Article >>
The following method works fine with pointers, flushers, and retrievers. While I start all my pups using these techniques, this method will work with any age dog that needs conditioning to guns and gunfire.
There are several things that you should NEVER, EVER do to a young dog.
- Never fire a gun around a dog to see IF he is gunshy
- Never take a dog to a Shooting Range to introduce gunfire
- Never take a dog "hunting" prior to the proper introduction to gunfire
- Never take a young dog "hunting" with an older dog for some "on-the-job training" prior to the proper introduction to gunfire
- Never fire a gun close to a young dog without proper introduction -- keep him away from any kind of target practice or random shooting
- Never allow your dog to be exposed to fireworks
- Never fire a gun close to a dog while feeding him (many folks do this but it does not make the proper association)
- Do your best to keep him indoors during major lightning and thunderstorms
Many young dogs become gunshy from things that are out of the owner's control or unknown to the owner. It's best to get started on gunfire and noise introduction as soon as possible. I start mine the day they get to my house.
It's great if your breeder has already started the introduction but you never want to assume that they have.
We always raised our litters in the laundry room. This starts their life with a series of doors opening and closing and washing machines and dryers running. We also always have a radio going in the background. This gives them exposure to many noises, voices, music, and loud and blaring commercials. My dad always said the best dogs were raised on "Country and Western" music, but I'll leave that up to you.
I make as much "noise" around my young pups as possible. Start out slow and build up.
When I am around my pups, I clap my hands, clang food bowls, open and close my truck and dog box doors. Start out quiet and build up. Always watch your dog and see if or how he reacts. I prefer that the pup be moving around out in the open having fun. I want the noises to be part of his normal routine. I go out of my way to be as loud as I can over time.
I want him to be well adjusted to any sudden noise. The best way to do this is to have a regular series of noises going on. Again, start slow and build up. Never go too fast.
Seeing the Gun as a Positive Thing
Many dogs that become gun shy are not only afraid of the sound of the gun, but they are also afraid of the sight of the gun. This happens when the first time a dog sees a gun is also the first time he hears one. He puts two and two together and makes a break for it the next time you take your shotgun out of its case.
I like for my young dogs to see guns on a regular basis as part of the routine. Feeding time is a great opportunity for this.
I have young kids so I don't like to leave my guns lying around. In place of a real shotgun, I use an old daisy "Pop" gun. It looks like a shotgun and it even makes a good pop noise when I cock and fire it. I carry one around on walks in the field and during feeding time.
This allows my pup to SEE a gun in a positive way and for it to become a normal part of his world.
If you live in a neighborhood, you may want to let your neighbors know what you are doing -- there's nothing worse than being the crazy guy next door walking around in his backyard with what "looks" like a shotgun ;)
Introduction to Birds
See 3-minute video here.
Before we start with actual gunfire, we need to get started on birds. The best way to get a young dog going is to "seed" an open field with a few game birds. I prefer quail but pigeons or chukars will work.
Take your young dog out and let him find, bump, flush and chase these birds. Be sure to carry your pop gun or your shotgun (unloaded) on these romps. Your pup needs to see you with your gun while he is "hunting" and finding birds. This helps with the positive association.

Data >>
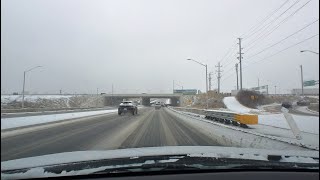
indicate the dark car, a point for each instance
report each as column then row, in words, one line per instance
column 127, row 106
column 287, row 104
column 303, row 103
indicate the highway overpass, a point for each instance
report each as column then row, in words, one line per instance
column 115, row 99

---

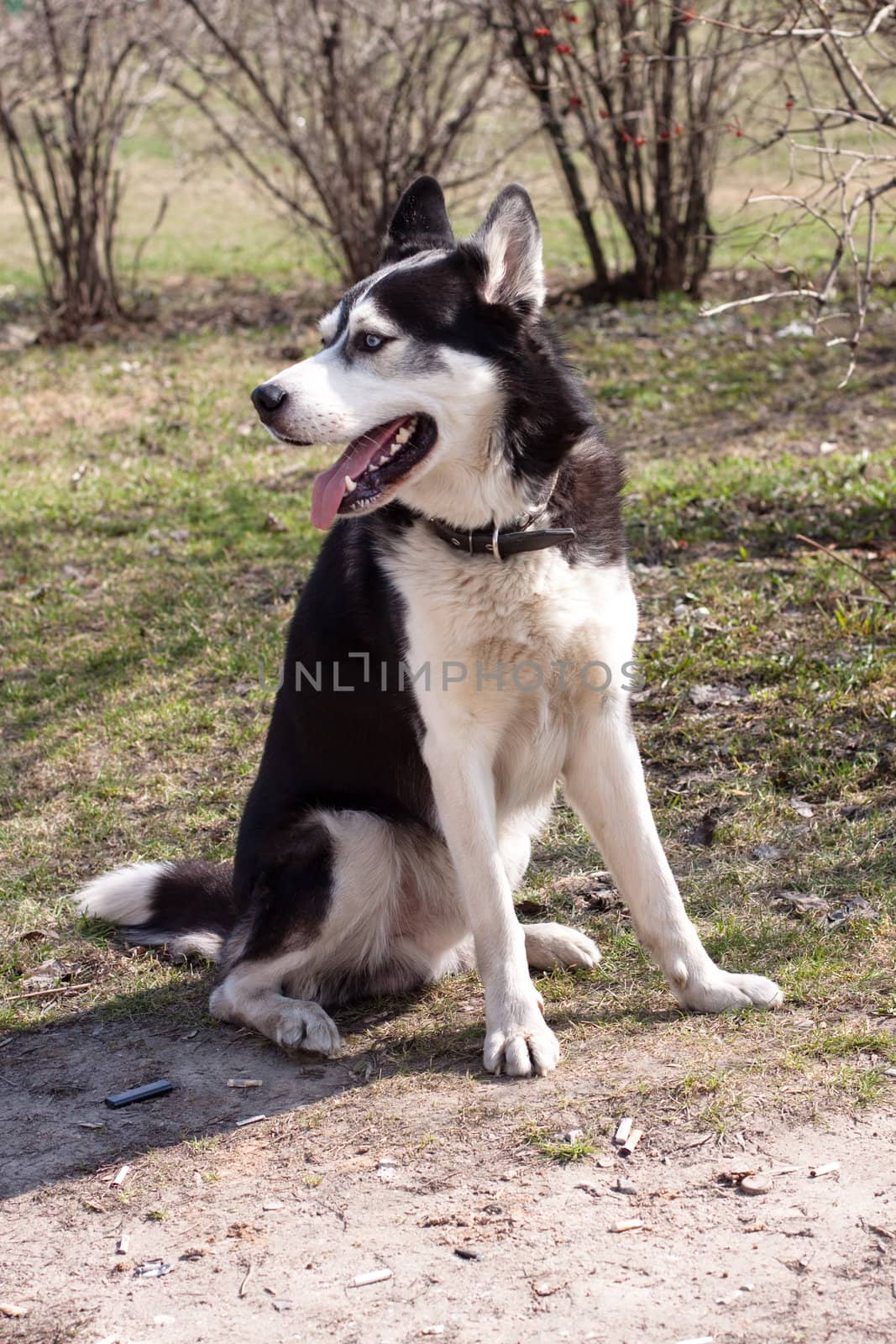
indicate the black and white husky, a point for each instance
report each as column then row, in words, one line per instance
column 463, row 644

Task set >>
**a.** Say whether each statement agrees with the article on introducing dogs to gunfire, answering yes or no and quoting the deciding words: (i) The author raised litters in the laundry room. (ii) The author carries a real shotgun during feeding time. (iii) The author prefers pigeons for seeding a field.
**b.** Please put the lines of the records from the line with "indicate the black" to the line with "column 463, row 644", both included, into a JSON list of strings, one string per line, leaving out blank lines.
The dog-training text and the records are unrelated to each other.

Solutions >>
**a.**
(i) Yes: "We always raised our litters in the laundry room."
(ii) No: "In place of a real shotgun, I use an old daisy "Pop" gun."
(iii) No: "I prefer quail but pigeons or chukars will work."

**b.**
[
  "indicate the black and white husky, a point for each instance",
  "report each as column then row, in words, one line per instance",
  "column 463, row 644"
]